--- start Available records ---
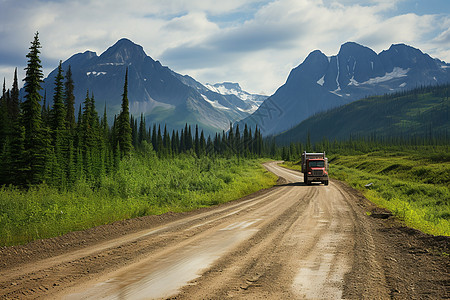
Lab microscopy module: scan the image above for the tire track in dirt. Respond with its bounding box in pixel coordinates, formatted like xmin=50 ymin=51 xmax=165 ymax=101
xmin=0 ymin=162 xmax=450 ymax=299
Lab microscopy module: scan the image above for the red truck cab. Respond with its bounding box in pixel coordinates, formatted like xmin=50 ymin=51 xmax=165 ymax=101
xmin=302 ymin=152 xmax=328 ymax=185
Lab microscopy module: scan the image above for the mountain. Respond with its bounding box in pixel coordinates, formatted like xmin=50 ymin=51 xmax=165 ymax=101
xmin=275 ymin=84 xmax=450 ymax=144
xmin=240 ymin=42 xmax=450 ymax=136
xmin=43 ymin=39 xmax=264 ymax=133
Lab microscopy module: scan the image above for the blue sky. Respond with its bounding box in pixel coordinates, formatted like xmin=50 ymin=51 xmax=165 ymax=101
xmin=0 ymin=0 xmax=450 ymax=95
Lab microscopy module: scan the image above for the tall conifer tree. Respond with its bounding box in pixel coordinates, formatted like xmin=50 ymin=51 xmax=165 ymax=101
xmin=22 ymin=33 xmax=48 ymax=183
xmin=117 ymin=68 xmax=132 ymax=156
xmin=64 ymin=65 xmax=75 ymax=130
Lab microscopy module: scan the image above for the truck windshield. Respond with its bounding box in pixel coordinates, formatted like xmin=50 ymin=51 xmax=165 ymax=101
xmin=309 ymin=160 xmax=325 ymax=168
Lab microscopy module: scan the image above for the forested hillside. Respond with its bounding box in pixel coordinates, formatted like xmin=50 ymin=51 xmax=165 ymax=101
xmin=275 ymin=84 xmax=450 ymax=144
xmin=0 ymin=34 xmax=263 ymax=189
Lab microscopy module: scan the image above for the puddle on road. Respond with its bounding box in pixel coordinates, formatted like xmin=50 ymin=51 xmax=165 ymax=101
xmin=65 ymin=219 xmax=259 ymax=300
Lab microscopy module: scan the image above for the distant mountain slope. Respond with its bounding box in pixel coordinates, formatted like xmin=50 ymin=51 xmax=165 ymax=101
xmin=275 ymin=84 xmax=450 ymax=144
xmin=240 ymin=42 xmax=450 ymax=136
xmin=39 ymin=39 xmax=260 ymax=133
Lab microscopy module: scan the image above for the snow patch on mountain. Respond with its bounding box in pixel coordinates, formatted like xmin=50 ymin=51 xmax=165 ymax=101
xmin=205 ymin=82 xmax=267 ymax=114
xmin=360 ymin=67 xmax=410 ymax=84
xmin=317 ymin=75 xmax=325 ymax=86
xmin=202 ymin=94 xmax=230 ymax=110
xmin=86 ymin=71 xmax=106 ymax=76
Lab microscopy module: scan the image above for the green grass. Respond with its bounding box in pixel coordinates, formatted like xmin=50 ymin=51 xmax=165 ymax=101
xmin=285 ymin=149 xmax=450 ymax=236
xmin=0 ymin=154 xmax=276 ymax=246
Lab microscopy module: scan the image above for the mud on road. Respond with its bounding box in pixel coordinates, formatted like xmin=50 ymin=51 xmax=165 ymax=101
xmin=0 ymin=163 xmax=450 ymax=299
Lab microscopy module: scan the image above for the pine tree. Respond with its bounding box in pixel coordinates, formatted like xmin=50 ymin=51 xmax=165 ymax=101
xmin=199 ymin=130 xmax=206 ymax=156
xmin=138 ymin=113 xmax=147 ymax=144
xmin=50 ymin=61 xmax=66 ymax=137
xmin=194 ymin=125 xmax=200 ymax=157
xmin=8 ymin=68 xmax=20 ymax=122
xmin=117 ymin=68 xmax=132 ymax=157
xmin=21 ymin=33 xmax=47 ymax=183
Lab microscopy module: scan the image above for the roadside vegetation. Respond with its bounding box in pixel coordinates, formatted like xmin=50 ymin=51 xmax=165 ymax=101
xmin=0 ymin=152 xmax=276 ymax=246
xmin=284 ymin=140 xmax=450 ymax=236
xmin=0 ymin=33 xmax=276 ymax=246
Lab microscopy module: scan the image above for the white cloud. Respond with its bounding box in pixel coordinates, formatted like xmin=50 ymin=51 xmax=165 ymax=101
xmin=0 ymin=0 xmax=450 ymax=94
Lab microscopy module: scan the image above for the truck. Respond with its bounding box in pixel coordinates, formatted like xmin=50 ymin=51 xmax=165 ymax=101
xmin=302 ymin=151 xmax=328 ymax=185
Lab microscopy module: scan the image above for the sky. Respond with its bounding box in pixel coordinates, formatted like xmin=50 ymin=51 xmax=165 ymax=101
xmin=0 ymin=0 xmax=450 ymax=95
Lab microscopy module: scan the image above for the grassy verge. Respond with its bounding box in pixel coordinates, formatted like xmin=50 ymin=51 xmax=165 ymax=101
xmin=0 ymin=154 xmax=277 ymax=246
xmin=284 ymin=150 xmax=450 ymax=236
--- end Available records ---
Please return all of the entries above word for word, leaving out the pictures.

# Task solution
Lab microscopy module: scan the image above for the tire track in dirt. Respond with its bounding box in pixel coordinates, formatted like xmin=50 ymin=51 xmax=165 ymax=101
xmin=0 ymin=162 xmax=450 ymax=299
Lab microscopy module: scan the image above for the red truck cab. Respond with its bounding box in pixel coordinates, formatted like xmin=50 ymin=51 xmax=165 ymax=101
xmin=302 ymin=152 xmax=328 ymax=185
Lab microscopy module: scan the image above for the mountain. Respond with its bounding box in pixel coordinates, formatted like xmin=50 ymin=51 xmax=165 ymax=101
xmin=275 ymin=84 xmax=450 ymax=144
xmin=240 ymin=42 xmax=450 ymax=136
xmin=43 ymin=39 xmax=264 ymax=133
Lab microscopy module: scan the image above for the blue sky. Respond with its bounding box in pixel coordinates, formatted like xmin=50 ymin=51 xmax=165 ymax=101
xmin=0 ymin=0 xmax=450 ymax=95
Lab microscopy module: scan the image above for the tall conifer tree. Respond with its bounding box in pixel coordinates, formatted like xmin=50 ymin=51 xmax=165 ymax=101
xmin=22 ymin=33 xmax=48 ymax=183
xmin=117 ymin=68 xmax=132 ymax=156
xmin=64 ymin=65 xmax=75 ymax=130
Lab microscopy module: scan the image above for the truck windshield. Respond with its bounding box in pixel coordinates, formatted like xmin=50 ymin=51 xmax=165 ymax=101
xmin=309 ymin=160 xmax=325 ymax=168
Lab microscopy module: scan the image above for the forested hillside. Respond with its bounding box in pixel coordinates, formatted like xmin=50 ymin=51 xmax=165 ymax=101
xmin=275 ymin=84 xmax=450 ymax=144
xmin=0 ymin=34 xmax=263 ymax=189
Lab microscopy module: scan the image above for the puddle on road. Respond with its bounding box in pixel coordinates, formatted like xmin=50 ymin=51 xmax=165 ymax=101
xmin=65 ymin=219 xmax=259 ymax=300
Lab microscopy module: scan the image above for the distant mountain slope. Respond with its bounding box in pixel coordinates, formatted like xmin=50 ymin=51 xmax=165 ymax=101
xmin=275 ymin=84 xmax=450 ymax=144
xmin=240 ymin=42 xmax=450 ymax=136
xmin=39 ymin=39 xmax=260 ymax=133
Lab microscopy module: scan the image above for the snow patch on mountain. Respond with its bounding box in pixel coordinates, formatted like xmin=50 ymin=51 xmax=165 ymax=101
xmin=205 ymin=82 xmax=267 ymax=114
xmin=360 ymin=67 xmax=410 ymax=84
xmin=317 ymin=75 xmax=325 ymax=86
xmin=202 ymin=94 xmax=230 ymax=110
xmin=86 ymin=71 xmax=106 ymax=76
Lab microscopy module: scan the image above for the green grass. Respond with its bounding box in pixel coordinates, formatted like xmin=50 ymin=51 xmax=165 ymax=101
xmin=285 ymin=149 xmax=450 ymax=236
xmin=0 ymin=154 xmax=276 ymax=246
Lab microscopy module: scan the image above for the mud on road. Respond with its bounding box in pixel coordinates, formatted like xmin=50 ymin=51 xmax=165 ymax=101
xmin=0 ymin=163 xmax=450 ymax=299
Lab microscopy module: scan the image above for the pine tree. Respond with its bounding box in pixel coordinates, formatted like xmin=50 ymin=51 xmax=165 ymax=101
xmin=199 ymin=130 xmax=206 ymax=156
xmin=138 ymin=113 xmax=147 ymax=144
xmin=50 ymin=61 xmax=66 ymax=137
xmin=194 ymin=125 xmax=200 ymax=157
xmin=8 ymin=68 xmax=20 ymax=122
xmin=117 ymin=68 xmax=132 ymax=157
xmin=21 ymin=33 xmax=47 ymax=183
Lab microscopy module: scan the image above for the roadside vegetation. Respond with its bounding box in pixel coordinates, formatted like xmin=50 ymin=51 xmax=165 ymax=101
xmin=0 ymin=152 xmax=276 ymax=246
xmin=284 ymin=140 xmax=450 ymax=236
xmin=0 ymin=33 xmax=276 ymax=246
Lab microscopy module: scan the image above for the white cloud. Respond with its bounding box in pixel coordinates, formatted like xmin=50 ymin=51 xmax=165 ymax=101
xmin=0 ymin=0 xmax=450 ymax=94
Lab microscopy module: scan the image above for the truck. Respond with its bounding box in pixel coordinates, formatted like xmin=50 ymin=51 xmax=165 ymax=101
xmin=302 ymin=151 xmax=328 ymax=185
Lab microscopy module: scan the image above for the sky. Respond with its bounding box in pixel coordinates, formatted like xmin=50 ymin=51 xmax=165 ymax=101
xmin=0 ymin=0 xmax=450 ymax=95
Lab microscopy module: scan the image above for the grassy verge. Respond with its bounding box in pixel coordinates, formatted like xmin=50 ymin=51 xmax=165 ymax=101
xmin=0 ymin=154 xmax=277 ymax=246
xmin=284 ymin=150 xmax=450 ymax=236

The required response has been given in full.